> **Exercise aim**
Exactly the lines from the one containing "Note: pick out the wet" to the last line of the records, inclusive, are to be transcribed; include no others.

> **Provided entries**
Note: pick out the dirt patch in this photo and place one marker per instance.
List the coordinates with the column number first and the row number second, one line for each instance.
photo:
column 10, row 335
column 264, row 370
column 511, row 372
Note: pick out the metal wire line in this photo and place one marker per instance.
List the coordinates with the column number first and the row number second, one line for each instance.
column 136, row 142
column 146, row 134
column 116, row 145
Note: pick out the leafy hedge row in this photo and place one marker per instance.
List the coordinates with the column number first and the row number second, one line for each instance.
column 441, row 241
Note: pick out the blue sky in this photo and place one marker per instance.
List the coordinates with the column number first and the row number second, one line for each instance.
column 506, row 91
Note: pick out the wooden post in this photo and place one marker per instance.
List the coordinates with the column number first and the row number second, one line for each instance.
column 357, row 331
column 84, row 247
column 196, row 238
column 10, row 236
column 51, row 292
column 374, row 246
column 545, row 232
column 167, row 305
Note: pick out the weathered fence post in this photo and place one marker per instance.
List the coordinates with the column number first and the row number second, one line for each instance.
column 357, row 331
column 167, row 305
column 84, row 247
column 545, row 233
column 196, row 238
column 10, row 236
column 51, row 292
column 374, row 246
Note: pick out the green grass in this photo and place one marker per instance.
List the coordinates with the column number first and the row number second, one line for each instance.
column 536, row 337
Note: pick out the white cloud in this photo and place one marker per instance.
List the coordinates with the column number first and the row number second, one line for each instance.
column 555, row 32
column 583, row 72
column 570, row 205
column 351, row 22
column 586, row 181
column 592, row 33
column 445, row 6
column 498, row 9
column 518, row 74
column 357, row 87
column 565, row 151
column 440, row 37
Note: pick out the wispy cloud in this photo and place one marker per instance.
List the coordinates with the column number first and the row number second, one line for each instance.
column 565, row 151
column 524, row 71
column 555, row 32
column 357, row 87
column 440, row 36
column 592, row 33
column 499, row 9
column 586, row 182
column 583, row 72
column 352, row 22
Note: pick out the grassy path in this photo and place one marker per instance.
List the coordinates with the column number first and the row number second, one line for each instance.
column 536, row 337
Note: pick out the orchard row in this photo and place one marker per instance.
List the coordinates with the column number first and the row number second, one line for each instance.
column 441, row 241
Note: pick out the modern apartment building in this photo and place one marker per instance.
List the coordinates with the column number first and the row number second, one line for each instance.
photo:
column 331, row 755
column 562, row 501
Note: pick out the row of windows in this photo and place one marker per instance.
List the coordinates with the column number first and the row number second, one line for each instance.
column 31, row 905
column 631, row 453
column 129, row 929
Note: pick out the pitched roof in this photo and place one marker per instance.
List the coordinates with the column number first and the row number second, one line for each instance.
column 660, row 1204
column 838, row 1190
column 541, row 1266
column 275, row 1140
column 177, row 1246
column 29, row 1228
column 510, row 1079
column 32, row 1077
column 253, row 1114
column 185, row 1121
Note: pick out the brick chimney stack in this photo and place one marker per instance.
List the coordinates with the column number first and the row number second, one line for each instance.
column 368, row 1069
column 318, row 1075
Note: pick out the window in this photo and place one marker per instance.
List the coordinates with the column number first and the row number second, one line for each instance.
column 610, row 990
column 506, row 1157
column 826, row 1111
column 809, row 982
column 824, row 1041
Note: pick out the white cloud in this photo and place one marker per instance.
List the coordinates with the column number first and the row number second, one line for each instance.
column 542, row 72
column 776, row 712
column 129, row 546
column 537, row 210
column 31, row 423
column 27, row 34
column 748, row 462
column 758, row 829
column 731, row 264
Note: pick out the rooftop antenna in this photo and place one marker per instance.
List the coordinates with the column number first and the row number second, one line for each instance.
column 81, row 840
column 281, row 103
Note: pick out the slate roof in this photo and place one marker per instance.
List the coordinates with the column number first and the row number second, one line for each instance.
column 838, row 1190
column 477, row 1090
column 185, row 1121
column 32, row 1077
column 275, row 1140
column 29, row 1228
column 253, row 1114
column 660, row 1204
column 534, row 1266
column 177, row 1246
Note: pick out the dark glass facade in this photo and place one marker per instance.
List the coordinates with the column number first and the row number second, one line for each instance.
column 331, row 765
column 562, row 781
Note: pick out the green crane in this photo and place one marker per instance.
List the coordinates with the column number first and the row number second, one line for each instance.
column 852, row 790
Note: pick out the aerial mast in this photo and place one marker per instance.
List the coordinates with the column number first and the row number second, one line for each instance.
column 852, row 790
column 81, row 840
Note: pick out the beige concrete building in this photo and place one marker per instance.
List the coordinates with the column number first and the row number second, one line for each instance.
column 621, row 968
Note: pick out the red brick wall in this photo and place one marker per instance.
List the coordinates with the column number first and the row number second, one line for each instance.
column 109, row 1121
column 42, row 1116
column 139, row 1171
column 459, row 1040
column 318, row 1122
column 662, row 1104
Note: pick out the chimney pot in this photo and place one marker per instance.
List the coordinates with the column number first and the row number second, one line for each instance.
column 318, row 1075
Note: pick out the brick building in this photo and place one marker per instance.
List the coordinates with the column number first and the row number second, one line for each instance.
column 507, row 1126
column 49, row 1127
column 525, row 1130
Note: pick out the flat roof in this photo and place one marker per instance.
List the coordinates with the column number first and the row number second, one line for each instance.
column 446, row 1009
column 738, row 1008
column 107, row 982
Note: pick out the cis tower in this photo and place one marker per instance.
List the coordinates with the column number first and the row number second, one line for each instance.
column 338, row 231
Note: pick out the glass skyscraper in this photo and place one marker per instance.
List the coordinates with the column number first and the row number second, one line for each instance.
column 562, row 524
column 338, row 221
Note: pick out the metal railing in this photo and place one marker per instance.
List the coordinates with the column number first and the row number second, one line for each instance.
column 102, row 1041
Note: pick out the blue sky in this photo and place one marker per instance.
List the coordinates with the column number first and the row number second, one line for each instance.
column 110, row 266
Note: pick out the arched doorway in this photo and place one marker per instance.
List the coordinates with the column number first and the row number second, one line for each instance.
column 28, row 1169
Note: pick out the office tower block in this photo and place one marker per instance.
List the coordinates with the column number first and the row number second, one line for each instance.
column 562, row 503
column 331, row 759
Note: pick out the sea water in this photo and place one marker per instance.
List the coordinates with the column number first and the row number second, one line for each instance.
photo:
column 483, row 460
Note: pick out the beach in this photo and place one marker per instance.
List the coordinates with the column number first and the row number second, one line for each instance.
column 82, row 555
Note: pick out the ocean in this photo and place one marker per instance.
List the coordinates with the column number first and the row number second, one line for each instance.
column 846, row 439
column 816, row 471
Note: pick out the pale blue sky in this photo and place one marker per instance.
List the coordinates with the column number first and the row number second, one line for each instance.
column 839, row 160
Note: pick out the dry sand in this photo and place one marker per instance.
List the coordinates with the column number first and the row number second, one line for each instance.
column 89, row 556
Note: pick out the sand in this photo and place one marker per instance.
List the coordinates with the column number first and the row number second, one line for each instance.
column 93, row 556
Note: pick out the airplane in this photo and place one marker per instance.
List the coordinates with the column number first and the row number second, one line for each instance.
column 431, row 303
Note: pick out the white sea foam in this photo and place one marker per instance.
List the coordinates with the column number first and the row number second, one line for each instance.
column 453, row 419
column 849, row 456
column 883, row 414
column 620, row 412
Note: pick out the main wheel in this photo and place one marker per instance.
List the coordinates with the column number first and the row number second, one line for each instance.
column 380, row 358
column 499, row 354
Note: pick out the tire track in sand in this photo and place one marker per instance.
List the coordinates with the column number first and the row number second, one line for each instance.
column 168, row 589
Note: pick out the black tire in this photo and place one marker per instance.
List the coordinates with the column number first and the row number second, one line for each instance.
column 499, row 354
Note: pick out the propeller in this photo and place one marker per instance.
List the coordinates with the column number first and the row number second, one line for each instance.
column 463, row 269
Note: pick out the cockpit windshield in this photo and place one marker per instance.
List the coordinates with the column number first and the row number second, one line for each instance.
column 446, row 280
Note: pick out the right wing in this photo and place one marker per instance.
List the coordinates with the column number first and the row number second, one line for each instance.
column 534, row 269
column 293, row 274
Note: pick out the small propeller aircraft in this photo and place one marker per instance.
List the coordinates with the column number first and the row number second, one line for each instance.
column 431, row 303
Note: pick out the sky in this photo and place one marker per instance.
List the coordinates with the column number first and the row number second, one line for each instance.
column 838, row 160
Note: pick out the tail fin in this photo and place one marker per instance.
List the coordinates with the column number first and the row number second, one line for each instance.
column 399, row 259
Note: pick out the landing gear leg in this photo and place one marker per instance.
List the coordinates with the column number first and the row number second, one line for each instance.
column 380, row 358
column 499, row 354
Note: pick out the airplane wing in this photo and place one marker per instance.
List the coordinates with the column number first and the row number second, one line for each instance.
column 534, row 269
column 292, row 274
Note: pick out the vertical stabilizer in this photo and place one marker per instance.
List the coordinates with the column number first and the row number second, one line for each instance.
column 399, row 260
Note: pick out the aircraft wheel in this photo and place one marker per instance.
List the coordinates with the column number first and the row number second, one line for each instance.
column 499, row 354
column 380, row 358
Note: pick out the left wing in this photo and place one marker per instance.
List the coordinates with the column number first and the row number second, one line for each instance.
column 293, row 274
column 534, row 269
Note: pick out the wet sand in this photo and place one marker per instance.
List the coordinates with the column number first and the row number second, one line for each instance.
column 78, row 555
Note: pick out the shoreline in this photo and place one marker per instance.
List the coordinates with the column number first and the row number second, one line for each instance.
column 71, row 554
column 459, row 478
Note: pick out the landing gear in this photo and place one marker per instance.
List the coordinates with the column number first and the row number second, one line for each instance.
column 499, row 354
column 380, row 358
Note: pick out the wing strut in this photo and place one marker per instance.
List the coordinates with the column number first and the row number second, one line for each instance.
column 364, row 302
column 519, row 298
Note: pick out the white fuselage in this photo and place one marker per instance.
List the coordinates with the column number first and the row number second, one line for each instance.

> **Answer to the problem**
Note: pick out the wet sand in this photo and place one marker per instance.
List the coordinates with the column number first and the row number second, one line for each instance.
column 78, row 555
Note: pick out the shoreline in this photo and place one marker per instance.
List the coordinates with the column number first and the row number second, one line for each instance.
column 71, row 554
column 459, row 478
Note: pick out the landing gear in this photo and place one marker per instance.
List the coordinates with the column number first and the row number second, one line for each instance.
column 499, row 354
column 380, row 358
Note: pick out the wing strut in this photo and place one marker per instance.
List the coordinates with the column number first and the row number second, one line for each instance.
column 364, row 302
column 519, row 298
Note: pick out the white fuselage in this photo and place one marker per instance.
List the coordinates with the column number first and the row number second, one line for each instance.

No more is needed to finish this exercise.